● **Problem details**:
Word for word, retype the lines from the one containing "Consider the photo above. For every instance of the spoon" to the last line of the data below, both ends included.

[[ Data in this exercise, beginning ]]

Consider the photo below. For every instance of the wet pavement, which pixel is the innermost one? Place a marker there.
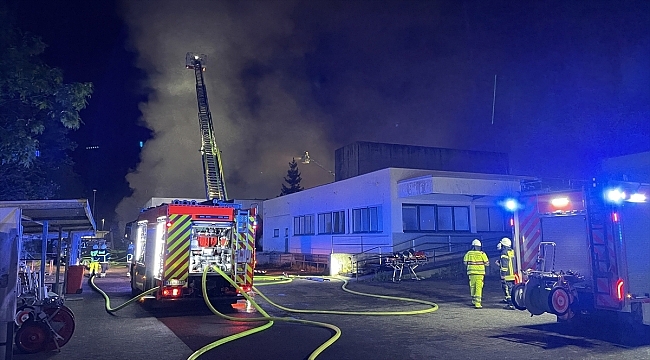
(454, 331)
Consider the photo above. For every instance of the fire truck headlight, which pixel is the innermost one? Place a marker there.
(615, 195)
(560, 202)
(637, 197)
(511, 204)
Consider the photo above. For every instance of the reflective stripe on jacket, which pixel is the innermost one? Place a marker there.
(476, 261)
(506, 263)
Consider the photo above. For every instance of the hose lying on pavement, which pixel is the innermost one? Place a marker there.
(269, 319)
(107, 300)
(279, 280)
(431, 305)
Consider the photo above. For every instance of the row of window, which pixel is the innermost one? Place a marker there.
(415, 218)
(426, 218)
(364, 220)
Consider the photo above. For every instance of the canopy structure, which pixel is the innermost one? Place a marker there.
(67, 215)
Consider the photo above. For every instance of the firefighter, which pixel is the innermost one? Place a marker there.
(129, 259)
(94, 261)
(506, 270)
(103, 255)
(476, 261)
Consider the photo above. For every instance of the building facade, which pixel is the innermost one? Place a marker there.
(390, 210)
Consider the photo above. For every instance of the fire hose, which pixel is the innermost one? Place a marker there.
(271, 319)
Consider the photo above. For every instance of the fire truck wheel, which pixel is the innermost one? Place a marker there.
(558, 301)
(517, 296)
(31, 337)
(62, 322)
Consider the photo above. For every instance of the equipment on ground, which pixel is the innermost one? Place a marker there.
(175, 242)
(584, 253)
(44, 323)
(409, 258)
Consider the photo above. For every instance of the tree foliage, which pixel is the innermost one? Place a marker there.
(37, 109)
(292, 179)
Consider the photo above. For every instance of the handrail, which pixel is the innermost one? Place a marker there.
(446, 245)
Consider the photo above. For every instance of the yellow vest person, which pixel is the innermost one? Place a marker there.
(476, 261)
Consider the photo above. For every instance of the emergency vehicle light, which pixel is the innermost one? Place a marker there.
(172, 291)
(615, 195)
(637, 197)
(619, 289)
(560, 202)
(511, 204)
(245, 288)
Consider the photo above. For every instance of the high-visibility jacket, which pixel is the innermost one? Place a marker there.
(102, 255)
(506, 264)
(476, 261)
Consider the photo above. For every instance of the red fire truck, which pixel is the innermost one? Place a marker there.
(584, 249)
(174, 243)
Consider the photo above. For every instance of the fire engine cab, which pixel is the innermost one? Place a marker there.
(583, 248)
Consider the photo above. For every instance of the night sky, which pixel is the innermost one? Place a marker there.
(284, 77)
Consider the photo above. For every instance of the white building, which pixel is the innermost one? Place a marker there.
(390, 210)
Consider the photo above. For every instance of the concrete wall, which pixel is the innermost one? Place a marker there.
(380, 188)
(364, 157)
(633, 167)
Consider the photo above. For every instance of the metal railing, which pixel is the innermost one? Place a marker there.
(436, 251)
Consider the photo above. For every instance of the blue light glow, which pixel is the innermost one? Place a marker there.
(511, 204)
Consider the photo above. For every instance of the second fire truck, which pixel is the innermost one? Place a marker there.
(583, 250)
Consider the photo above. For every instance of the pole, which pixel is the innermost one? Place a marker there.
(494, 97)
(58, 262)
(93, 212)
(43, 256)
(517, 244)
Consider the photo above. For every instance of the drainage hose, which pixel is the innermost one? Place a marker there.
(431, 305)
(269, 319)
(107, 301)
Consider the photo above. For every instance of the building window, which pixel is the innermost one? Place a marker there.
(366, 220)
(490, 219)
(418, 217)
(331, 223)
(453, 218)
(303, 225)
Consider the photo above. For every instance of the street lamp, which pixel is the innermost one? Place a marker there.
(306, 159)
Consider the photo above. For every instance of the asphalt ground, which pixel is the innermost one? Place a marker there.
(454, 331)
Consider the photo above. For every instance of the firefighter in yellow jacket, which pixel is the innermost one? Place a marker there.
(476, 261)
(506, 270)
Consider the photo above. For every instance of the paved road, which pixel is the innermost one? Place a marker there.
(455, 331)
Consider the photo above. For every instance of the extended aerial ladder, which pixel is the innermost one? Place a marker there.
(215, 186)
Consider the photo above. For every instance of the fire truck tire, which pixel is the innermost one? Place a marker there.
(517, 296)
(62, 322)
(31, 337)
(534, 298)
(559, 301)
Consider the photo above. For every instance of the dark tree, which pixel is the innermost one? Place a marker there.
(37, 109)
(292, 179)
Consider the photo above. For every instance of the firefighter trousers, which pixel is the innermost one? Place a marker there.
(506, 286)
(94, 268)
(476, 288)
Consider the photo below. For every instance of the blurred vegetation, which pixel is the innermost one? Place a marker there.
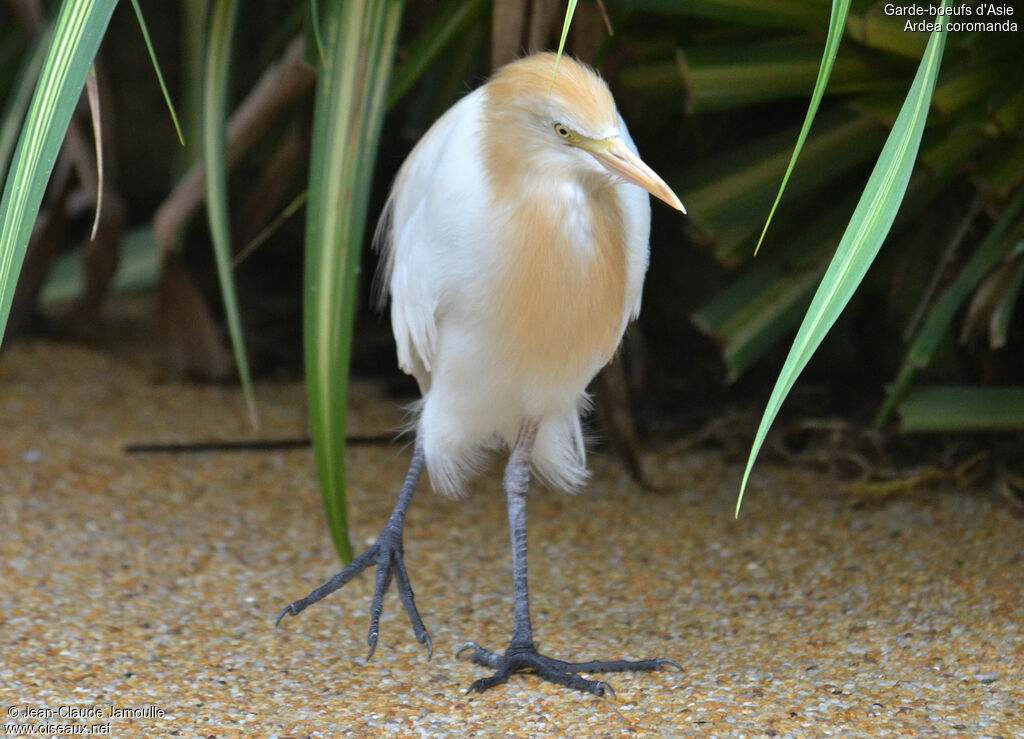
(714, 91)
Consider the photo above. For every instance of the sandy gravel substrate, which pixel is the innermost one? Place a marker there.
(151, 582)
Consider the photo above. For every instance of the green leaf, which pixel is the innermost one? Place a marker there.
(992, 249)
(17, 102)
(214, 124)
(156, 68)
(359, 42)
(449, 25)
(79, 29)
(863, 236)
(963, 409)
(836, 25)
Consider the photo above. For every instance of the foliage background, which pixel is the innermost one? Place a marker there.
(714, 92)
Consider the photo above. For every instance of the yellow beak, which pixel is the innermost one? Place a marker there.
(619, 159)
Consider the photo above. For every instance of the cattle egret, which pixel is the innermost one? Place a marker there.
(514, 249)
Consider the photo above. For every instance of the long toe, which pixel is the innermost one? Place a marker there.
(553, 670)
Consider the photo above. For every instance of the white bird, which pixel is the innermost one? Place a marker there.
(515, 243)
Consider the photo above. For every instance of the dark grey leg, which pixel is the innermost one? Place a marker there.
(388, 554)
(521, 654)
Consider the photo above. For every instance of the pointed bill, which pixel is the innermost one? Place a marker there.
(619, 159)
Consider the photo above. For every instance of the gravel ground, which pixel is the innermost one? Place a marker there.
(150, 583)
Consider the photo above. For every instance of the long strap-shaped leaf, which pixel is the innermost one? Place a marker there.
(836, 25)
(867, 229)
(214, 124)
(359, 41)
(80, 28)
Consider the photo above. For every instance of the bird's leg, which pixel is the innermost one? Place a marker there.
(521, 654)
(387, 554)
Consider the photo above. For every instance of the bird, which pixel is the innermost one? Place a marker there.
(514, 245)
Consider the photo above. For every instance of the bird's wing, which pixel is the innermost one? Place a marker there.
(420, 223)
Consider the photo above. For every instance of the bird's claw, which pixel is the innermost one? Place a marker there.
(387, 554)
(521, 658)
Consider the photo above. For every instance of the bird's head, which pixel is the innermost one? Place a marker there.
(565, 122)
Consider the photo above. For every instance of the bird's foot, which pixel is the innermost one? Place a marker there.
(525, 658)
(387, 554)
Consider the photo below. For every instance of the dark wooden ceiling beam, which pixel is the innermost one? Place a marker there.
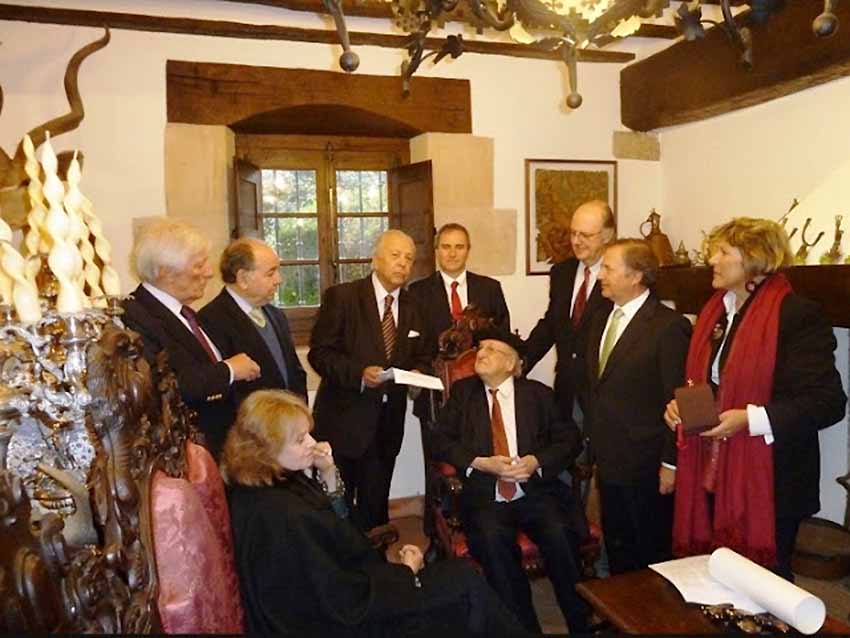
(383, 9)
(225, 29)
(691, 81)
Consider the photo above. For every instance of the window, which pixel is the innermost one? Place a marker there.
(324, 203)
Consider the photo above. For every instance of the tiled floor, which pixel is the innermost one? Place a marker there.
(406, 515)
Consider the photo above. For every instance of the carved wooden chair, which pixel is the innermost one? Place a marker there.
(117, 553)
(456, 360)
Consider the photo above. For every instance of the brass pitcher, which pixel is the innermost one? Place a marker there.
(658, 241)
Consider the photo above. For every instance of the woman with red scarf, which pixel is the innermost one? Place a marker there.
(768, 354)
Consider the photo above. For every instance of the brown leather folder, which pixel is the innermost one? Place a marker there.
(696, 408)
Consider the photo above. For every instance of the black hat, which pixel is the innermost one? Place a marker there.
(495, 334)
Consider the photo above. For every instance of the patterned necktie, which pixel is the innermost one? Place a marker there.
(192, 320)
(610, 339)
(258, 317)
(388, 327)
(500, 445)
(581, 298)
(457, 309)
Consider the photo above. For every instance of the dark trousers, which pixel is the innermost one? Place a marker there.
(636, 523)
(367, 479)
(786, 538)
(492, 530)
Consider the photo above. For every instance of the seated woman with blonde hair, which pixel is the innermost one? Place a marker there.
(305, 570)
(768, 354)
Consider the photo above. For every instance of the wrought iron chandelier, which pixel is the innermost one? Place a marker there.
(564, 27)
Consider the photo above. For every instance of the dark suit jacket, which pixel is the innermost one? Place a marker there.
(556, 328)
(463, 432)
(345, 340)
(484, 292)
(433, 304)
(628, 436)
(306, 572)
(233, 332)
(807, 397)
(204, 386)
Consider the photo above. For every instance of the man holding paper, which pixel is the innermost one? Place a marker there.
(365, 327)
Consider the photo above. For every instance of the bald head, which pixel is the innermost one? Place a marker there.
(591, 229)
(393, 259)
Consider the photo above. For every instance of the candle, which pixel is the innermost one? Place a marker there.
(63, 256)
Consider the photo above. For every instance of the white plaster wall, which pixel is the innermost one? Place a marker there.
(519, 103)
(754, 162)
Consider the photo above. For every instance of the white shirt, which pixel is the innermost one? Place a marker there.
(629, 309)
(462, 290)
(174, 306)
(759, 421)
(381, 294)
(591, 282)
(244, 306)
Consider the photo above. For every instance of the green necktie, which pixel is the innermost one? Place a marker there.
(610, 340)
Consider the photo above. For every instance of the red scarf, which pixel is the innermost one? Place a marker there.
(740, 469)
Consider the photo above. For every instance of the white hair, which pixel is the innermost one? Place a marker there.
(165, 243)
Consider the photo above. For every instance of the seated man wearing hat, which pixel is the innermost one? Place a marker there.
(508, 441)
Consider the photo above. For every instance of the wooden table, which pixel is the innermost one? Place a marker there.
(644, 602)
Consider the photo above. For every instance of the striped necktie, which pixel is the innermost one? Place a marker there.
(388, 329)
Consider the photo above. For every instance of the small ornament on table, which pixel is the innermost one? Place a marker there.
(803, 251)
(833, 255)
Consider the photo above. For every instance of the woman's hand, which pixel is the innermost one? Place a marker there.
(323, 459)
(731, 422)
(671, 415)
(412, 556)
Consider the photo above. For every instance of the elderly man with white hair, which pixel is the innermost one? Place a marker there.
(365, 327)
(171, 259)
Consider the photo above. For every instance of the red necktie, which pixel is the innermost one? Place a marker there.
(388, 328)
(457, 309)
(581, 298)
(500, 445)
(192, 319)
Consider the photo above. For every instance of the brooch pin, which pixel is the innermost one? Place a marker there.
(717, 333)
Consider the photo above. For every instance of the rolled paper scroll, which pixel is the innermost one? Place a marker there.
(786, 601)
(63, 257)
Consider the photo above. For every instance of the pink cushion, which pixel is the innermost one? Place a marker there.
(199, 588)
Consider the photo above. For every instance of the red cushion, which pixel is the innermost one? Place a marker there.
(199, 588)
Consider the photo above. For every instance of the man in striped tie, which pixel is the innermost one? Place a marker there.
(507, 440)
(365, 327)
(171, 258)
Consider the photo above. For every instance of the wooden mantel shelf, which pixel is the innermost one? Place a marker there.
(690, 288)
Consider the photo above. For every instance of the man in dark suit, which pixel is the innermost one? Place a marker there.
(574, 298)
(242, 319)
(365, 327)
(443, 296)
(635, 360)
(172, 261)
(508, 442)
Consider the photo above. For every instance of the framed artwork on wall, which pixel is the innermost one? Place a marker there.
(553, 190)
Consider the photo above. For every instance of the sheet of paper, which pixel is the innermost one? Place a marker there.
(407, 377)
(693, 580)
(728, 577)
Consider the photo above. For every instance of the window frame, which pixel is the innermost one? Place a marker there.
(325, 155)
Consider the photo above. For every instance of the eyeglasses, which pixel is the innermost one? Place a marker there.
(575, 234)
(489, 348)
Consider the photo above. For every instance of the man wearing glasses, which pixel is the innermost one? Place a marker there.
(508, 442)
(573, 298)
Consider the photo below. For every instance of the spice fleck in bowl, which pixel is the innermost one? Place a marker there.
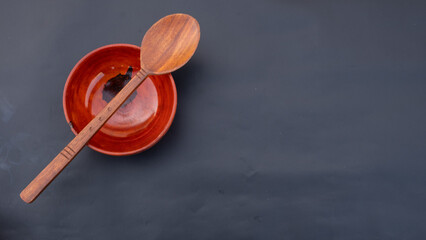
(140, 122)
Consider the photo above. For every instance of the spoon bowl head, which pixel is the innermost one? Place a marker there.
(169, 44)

[[ Data in this exercise, end ]]

● **Result for this task**:
Consider the photo above. For every instance of the spoon bowl head, which pixel is the innermost one? Place a marker there.
(169, 44)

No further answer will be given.